• What you will do:
1/ In the account of a family's stay in a half-finished house, why did the narrator's mother have to walk to a payphone? Answer in one to three sentences.
2/ Reproduce the part of the account of a family's stay in a half-finished house starting with "So we stayed" and going on through "heard the commotion.".
3/ Take the account of a family's stay in a half-finished house further from where it stops.

• Page extract:
Anyway, we ended up deep in a bad part of town, the sort of place where the sound of police helicopters was always present. My mom knew this guy who rehabbed houses and he had one half-finished which we could stay in. It had no power or water. Well, it had a 50-foot extension cord draped across the street for power. The house rehabber lived on the other side.
We were an extreme minority in that neighborhood and the people there made it clear they didn't want our kind there especially not poor and homeless. So we were constantly pelted with glass bottles. The house was boarded up so the bottles just broke outside.
So we stayed there a while. No phone. This was before cell phones. So my mom had to walk to a payphone to call around and try to find a charity to take us in.
Sometime during this period, one of the residents on that street got their gas turned off. It had been on illegally and they got caught. They blamed my mom somehow for reporting it. We didn't know and had no way to report it even if we wanted to.
Anyhow, these neighbors tricked my mom outside where a mob was waiting and they beat her with a baseball bat while my brother and I watched. We were only children! What could we do? We just cried as we heard the commotion.
Somebody called an ambulance and the whole street cheered and threw a party as we departed for the ER. It was one of the worst days in my life.

• Dataset extract:
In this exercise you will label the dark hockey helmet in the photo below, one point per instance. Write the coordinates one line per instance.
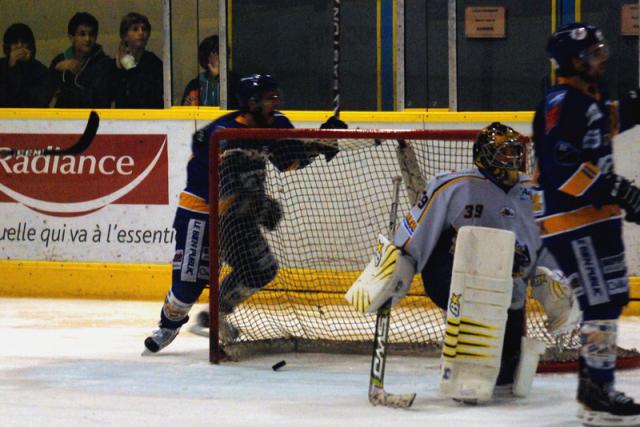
(578, 40)
(15, 33)
(499, 150)
(252, 87)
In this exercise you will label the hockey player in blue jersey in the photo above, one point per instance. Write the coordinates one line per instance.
(580, 213)
(245, 208)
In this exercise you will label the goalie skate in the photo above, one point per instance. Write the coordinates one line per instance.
(159, 339)
(601, 405)
(377, 396)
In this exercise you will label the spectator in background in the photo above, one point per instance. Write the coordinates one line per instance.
(138, 72)
(82, 73)
(205, 89)
(24, 81)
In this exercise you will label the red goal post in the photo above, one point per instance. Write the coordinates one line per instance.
(323, 242)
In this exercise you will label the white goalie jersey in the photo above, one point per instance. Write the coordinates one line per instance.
(468, 198)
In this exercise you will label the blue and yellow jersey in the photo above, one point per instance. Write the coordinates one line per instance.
(242, 162)
(453, 200)
(573, 130)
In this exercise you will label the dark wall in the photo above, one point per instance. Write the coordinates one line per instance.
(504, 74)
(293, 39)
(426, 54)
(622, 68)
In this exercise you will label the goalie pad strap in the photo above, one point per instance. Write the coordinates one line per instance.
(388, 275)
(528, 365)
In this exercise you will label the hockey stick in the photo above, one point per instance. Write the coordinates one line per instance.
(336, 59)
(377, 394)
(82, 144)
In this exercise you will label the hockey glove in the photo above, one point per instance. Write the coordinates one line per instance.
(334, 123)
(633, 103)
(622, 192)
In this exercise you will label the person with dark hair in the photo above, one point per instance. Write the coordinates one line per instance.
(247, 214)
(24, 81)
(138, 76)
(205, 89)
(583, 202)
(82, 73)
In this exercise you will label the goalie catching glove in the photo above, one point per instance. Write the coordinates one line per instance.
(388, 275)
(552, 290)
(330, 149)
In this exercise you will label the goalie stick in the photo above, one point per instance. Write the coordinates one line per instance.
(377, 393)
(82, 144)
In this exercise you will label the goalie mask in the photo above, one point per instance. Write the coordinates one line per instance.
(499, 151)
(577, 41)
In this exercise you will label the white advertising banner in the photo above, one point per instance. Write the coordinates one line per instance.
(116, 201)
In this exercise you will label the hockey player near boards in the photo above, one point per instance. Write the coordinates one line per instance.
(493, 195)
(246, 210)
(579, 211)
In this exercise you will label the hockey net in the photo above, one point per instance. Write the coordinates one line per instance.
(332, 214)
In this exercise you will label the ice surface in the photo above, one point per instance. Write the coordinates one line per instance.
(78, 363)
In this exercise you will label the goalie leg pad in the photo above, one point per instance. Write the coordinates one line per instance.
(388, 275)
(480, 295)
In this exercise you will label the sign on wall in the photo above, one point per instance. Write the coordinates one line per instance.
(487, 22)
(629, 20)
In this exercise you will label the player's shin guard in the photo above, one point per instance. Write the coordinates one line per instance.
(174, 312)
(480, 294)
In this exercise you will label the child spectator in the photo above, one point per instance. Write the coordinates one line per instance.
(205, 89)
(24, 81)
(138, 72)
(82, 73)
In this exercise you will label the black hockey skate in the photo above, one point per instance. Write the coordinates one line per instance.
(602, 405)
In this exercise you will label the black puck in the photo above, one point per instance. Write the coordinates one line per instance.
(278, 365)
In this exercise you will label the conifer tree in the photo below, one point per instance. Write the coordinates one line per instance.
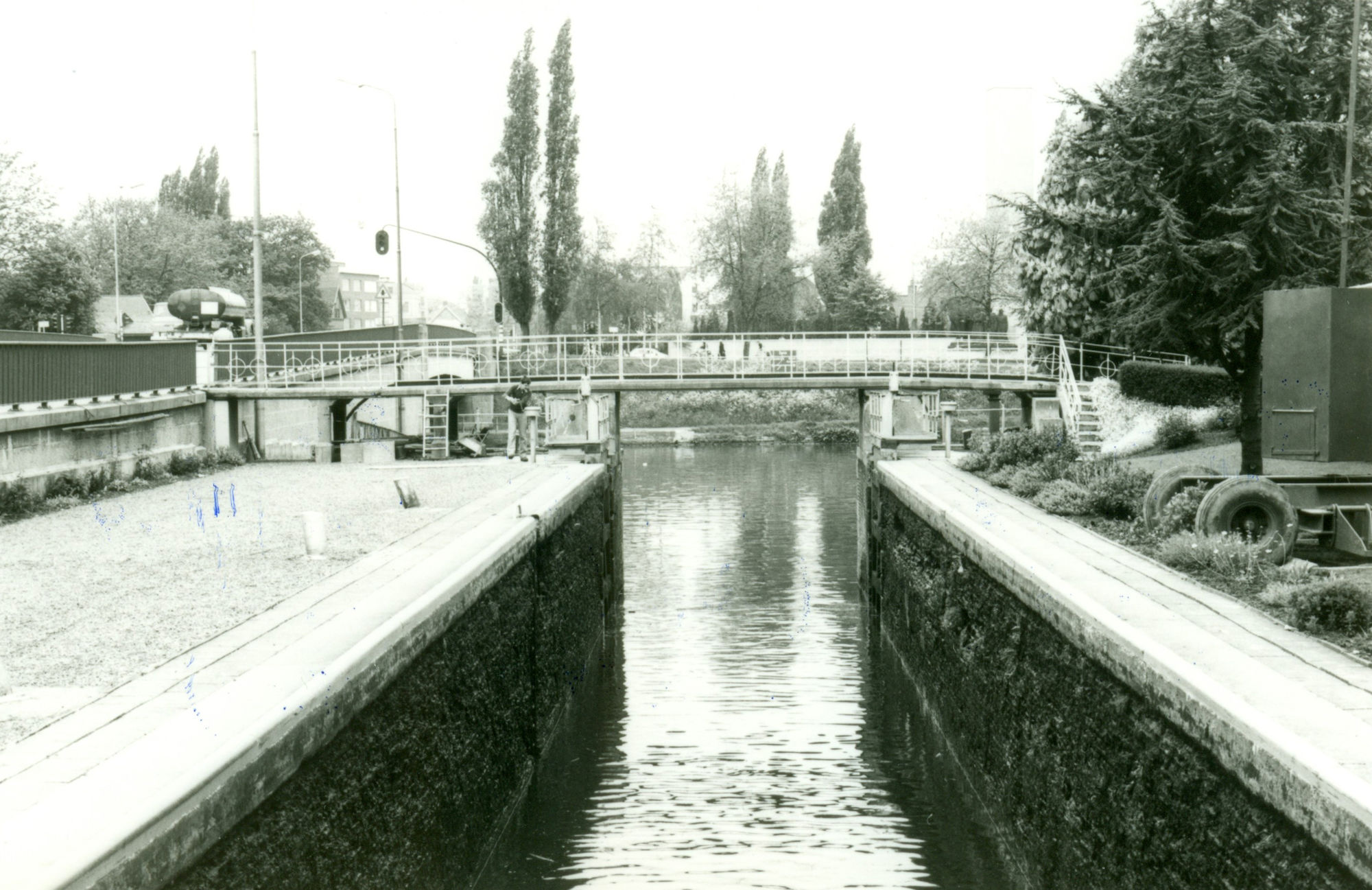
(563, 224)
(510, 224)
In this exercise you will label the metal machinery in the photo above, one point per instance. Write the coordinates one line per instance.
(1316, 406)
(209, 309)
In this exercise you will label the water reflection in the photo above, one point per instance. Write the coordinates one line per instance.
(739, 735)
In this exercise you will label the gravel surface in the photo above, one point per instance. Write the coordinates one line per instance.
(99, 594)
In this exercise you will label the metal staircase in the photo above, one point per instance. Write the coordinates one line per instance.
(1089, 425)
(436, 425)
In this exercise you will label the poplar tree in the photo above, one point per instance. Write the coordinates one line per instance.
(1209, 172)
(202, 194)
(510, 224)
(563, 224)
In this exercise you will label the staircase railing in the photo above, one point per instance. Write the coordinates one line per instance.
(1069, 393)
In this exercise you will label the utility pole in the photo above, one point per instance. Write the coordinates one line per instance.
(260, 347)
(1348, 146)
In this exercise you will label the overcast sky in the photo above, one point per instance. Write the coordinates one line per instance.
(673, 98)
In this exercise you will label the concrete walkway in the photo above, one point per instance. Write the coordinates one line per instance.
(191, 746)
(1288, 714)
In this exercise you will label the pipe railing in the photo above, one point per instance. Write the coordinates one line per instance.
(677, 356)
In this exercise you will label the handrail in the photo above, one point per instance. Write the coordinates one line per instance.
(1069, 395)
(674, 356)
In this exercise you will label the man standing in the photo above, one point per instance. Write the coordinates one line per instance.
(518, 397)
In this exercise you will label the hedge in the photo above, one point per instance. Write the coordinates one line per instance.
(1187, 386)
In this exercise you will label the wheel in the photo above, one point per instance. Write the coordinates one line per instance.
(1256, 508)
(1164, 488)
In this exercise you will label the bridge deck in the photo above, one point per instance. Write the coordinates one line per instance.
(630, 385)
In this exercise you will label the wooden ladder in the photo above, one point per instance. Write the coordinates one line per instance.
(436, 425)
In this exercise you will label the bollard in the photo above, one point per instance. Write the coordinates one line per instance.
(408, 496)
(532, 425)
(315, 535)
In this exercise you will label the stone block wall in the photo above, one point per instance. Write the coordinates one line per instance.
(416, 788)
(1090, 783)
(38, 445)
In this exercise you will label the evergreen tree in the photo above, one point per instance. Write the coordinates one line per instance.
(563, 224)
(1209, 172)
(843, 223)
(510, 224)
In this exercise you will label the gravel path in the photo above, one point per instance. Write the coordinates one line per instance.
(99, 594)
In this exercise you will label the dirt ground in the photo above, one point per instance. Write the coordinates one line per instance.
(97, 595)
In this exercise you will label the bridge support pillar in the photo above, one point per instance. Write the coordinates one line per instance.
(1026, 410)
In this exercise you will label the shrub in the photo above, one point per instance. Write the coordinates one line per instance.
(223, 458)
(1115, 489)
(67, 485)
(150, 470)
(186, 463)
(1030, 481)
(1187, 386)
(1338, 606)
(1226, 555)
(1179, 514)
(1176, 430)
(1064, 497)
(1017, 448)
(1001, 478)
(19, 502)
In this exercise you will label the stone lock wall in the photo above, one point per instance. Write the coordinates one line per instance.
(1090, 783)
(416, 788)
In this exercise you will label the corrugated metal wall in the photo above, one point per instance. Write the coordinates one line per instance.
(61, 371)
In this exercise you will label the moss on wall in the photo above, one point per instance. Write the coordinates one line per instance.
(1091, 783)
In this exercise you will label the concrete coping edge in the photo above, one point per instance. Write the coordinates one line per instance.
(1347, 797)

• Task-by-task answers:
1/ The house had no phone, and this was before cell phones. She had to walk to a payphone to call around and try to find a charity that would take the family in.

2/
So we stayed there a while. No phone. This was before cell phones. So my mom had to walk to a payphone to call around and try to find a charity to take us in.
Sometime during this period, one of the residents on that street got their gas turned off. It had been on illegally and they got caught. They blamed my mom somehow for reporting it. We didn't know and had no way to report it even if we wanted to.
Anyhow, these neighbors tricked my mom outside where a mob was waiting and they beat her with a baseball bat while my brother and I watched. We were only children! What could we do? We just cried as we heard the commotion.

3/
So that was it. Seeing my mom being beaten up by this mob for something we had nothing to do with. Make it make sense.
Mom survived but I know it shortened her life and she never really recovered 100%."
"I was homeless for around four months after being in a psych hospital on and off for suicide attempts. I'd like to note that the last stay was two months in a state hospital before being discharged into a local shelter.
I think the scariest thing was meeting a guy who I'd met before in the hospital, while I was walking alone in a quiet area of town. This guy, when we were in the hospital, had been a major creep. Asking me if I had a boyfriend, what my type was. At one point I reported him to staff. I was told to stay away from him and not be in a room alone with him.
So I see him while I'm walking and I try so hard to not be noticed, but he says hi and comes over and starts going on about how it's great to see me and how have I been. I could care less and can see the guy for who he is. I still try being polite and say things like 'I gotta go, I have things to do.'
Now he wants to know where I work. Great. I lie and say nowhere for now so he doesn't know where I work. He takes that as me having nothing to do and starts trying to get me to come to his friend's house for coffee, and starts trying to lead me to there.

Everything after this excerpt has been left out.